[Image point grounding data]
○ ○ ○ ○ ○ ○ ○

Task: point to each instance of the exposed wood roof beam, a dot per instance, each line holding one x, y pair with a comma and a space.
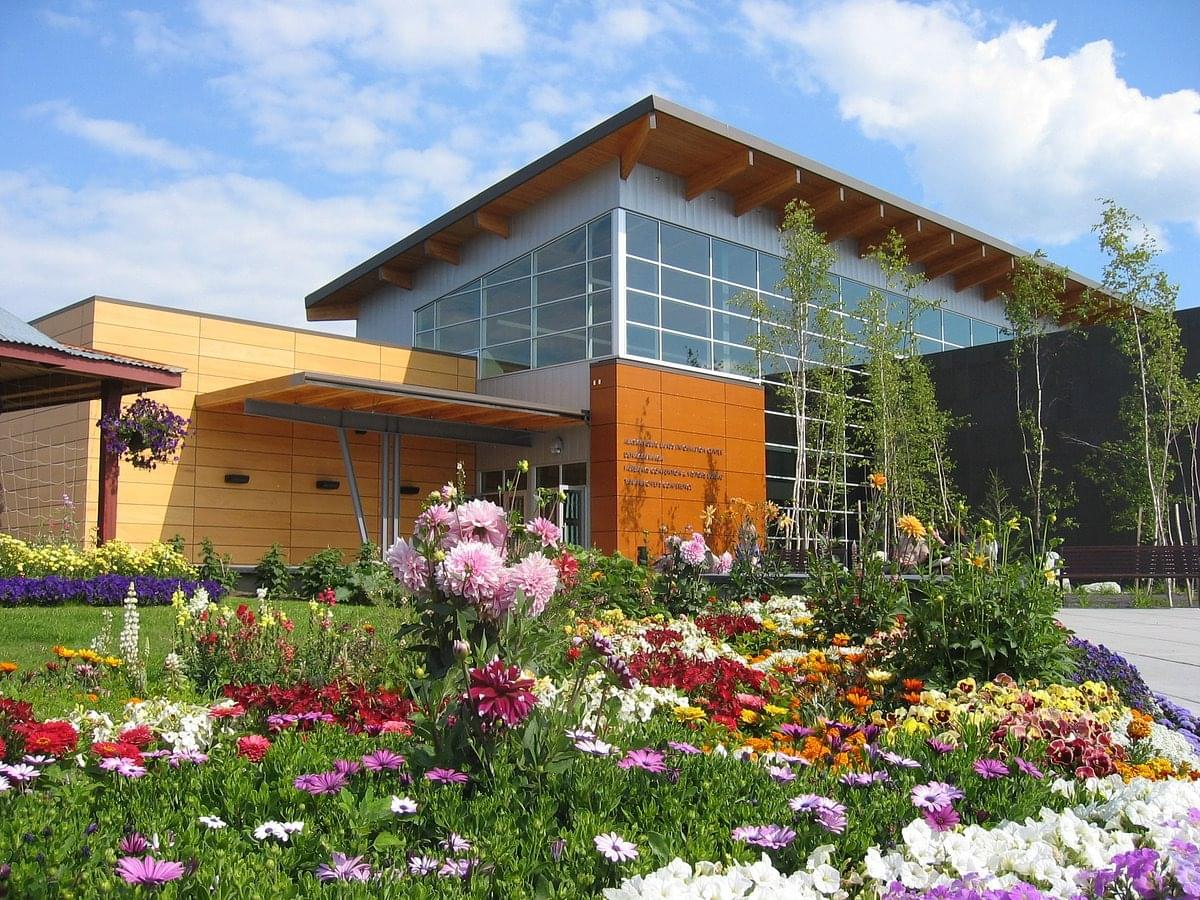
766, 191
443, 250
492, 222
855, 222
718, 173
930, 245
991, 268
400, 277
631, 151
996, 287
832, 198
954, 259
909, 229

○ ○ ○ ○ ○ ○ ○

The answer must restate each entry word for word and contain no images.

[Answer space]
Task: point to each instance of the exposed wood roof beam, a dot per instance, each line holding one x, y pair with a comma and a space.
766, 191
443, 250
492, 222
855, 222
718, 173
930, 245
991, 268
400, 277
631, 151
996, 287
832, 198
954, 259
909, 229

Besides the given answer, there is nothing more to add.